• **About this exercise**: Your task is to transcribe the entries below exactly, from their first line down to the line containing "box: [407, 0, 465, 29]", and to stop there.

[Items from a data source]

════════

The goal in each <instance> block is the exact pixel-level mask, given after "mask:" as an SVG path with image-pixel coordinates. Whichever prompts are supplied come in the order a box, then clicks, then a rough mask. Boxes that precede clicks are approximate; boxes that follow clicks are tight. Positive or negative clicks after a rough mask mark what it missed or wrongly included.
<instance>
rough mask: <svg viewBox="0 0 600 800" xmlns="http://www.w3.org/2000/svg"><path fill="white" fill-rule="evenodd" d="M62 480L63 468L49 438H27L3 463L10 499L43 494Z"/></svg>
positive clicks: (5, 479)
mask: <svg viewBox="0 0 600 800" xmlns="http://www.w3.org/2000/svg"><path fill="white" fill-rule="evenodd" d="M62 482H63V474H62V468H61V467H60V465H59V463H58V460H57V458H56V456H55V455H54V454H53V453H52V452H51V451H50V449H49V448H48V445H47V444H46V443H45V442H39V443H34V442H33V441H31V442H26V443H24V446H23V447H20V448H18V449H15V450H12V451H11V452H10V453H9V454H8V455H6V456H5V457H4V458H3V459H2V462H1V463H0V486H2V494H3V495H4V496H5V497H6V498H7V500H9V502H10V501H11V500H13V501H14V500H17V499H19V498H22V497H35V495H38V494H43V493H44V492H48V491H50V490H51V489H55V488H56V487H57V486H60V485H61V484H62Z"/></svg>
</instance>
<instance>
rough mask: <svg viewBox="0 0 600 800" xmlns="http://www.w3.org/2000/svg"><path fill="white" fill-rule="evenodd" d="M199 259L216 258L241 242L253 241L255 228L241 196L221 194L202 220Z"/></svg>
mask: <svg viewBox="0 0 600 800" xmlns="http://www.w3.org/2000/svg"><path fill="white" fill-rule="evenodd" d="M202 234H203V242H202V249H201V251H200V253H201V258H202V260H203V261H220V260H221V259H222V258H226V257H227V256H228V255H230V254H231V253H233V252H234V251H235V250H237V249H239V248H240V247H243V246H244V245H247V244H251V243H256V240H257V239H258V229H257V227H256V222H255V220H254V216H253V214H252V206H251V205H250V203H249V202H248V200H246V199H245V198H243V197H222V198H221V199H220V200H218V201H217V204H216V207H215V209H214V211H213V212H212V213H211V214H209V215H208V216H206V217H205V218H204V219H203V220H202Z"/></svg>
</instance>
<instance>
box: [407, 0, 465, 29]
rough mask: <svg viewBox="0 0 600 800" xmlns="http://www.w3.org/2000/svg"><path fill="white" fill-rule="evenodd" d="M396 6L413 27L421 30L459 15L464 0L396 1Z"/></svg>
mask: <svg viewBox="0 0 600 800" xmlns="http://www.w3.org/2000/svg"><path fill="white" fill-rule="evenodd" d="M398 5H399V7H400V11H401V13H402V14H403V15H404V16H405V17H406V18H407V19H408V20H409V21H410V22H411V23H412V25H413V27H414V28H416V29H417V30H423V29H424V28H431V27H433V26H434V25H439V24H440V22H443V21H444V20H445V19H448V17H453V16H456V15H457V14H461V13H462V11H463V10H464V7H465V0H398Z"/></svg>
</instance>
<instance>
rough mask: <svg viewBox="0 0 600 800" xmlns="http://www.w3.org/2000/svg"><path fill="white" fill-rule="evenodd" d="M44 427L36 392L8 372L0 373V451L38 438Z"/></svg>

════════

• **Result**:
The goal in each <instance> block is the exact pixel-level mask, given after "mask:" as an SVG path with image-pixel coordinates. Whichever prompts are supplied come in the order a box, then clicks, then a rough mask. Boxes that precede clicks are approximate; boxes that follow clicks are tight. Positive or negative clicks after a rough mask mark what it missed or wrongly included.
<instance>
rough mask: <svg viewBox="0 0 600 800" xmlns="http://www.w3.org/2000/svg"><path fill="white" fill-rule="evenodd" d="M62 480L63 468L49 438H27L3 463L10 499L43 494Z"/></svg>
positive clicks: (5, 479)
mask: <svg viewBox="0 0 600 800" xmlns="http://www.w3.org/2000/svg"><path fill="white" fill-rule="evenodd" d="M62 482H63V474H62V468H61V467H60V465H59V463H58V460H57V458H56V456H55V455H54V454H53V453H52V452H51V451H50V449H49V448H48V445H47V444H46V443H45V442H39V443H34V442H33V441H31V442H26V443H24V446H23V447H20V448H18V449H15V450H12V451H11V452H10V453H9V454H8V455H6V456H5V457H4V458H3V459H2V462H1V463H0V486H2V494H3V495H4V496H5V497H6V498H7V500H9V502H10V501H11V500H13V501H14V500H17V499H19V498H22V497H35V495H38V494H43V493H44V492H48V491H50V490H51V489H55V488H56V487H57V486H60V485H61V484H62Z"/></svg>
</instance>
<instance>
rough mask: <svg viewBox="0 0 600 800" xmlns="http://www.w3.org/2000/svg"><path fill="white" fill-rule="evenodd" d="M199 259L216 258L241 242L253 241L255 228L241 196L221 194L202 220Z"/></svg>
mask: <svg viewBox="0 0 600 800" xmlns="http://www.w3.org/2000/svg"><path fill="white" fill-rule="evenodd" d="M202 234H203V242H202V249H201V251H200V253H201V258H202V260H203V261H220V260H221V259H222V258H226V257H227V256H228V255H230V254H231V253H233V252H234V251H235V250H237V249H239V248H240V247H243V246H244V245H247V244H251V243H256V240H257V239H258V229H257V227H256V222H255V220H254V216H253V214H252V206H251V205H250V203H249V202H248V200H246V199H245V198H243V197H222V198H221V199H220V200H218V201H217V204H216V207H215V209H214V211H213V212H212V213H211V214H209V215H208V216H206V217H205V218H204V219H203V220H202Z"/></svg>
</instance>
<instance>
box: [407, 0, 465, 29]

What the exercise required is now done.